» Prompt
Extract every line of the records below that contains the word "rocks".

[Items from a labeling collection]
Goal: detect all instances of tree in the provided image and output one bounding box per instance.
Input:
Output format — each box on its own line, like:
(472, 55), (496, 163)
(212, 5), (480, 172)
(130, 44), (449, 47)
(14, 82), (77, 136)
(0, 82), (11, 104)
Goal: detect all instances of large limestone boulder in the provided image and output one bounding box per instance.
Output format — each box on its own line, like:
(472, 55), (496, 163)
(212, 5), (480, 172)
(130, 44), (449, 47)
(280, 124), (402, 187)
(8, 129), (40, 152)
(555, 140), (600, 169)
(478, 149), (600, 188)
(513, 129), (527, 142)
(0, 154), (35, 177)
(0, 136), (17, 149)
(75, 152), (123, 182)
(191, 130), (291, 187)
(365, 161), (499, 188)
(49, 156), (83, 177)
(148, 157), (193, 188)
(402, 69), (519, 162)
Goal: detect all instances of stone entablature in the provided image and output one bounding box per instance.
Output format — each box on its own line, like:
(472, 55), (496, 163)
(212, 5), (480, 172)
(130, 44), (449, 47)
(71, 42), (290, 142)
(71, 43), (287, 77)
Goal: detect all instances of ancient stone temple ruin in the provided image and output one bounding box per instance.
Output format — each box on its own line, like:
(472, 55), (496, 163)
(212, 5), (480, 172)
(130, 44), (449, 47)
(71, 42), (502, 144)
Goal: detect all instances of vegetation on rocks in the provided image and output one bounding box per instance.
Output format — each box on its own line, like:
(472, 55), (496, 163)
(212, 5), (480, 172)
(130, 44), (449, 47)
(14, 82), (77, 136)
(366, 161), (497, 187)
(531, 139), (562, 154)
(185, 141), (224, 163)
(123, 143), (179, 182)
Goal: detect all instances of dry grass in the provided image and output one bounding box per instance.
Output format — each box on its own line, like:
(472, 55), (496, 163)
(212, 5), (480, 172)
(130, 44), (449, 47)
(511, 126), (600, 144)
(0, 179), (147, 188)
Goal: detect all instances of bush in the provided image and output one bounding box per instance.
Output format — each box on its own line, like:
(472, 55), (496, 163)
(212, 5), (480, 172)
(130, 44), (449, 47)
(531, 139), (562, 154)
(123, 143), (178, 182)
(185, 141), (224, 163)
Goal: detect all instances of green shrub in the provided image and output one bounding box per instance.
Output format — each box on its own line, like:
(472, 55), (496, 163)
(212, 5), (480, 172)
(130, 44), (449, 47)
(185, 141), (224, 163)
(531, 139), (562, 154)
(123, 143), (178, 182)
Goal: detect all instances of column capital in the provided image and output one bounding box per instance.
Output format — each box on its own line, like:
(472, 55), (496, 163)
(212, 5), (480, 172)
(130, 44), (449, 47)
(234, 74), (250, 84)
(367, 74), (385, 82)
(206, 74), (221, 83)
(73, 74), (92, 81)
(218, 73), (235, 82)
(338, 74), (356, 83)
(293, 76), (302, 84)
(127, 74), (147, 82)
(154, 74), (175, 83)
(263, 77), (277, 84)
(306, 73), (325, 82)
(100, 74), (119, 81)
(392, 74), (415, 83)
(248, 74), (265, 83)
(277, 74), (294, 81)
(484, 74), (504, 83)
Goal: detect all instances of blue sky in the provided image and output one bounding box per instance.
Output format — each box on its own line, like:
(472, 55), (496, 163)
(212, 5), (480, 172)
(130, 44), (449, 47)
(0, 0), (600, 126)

» Task response
Goal: detect all instances of vegetation on rocks in the provided image and output one bounding box per instance.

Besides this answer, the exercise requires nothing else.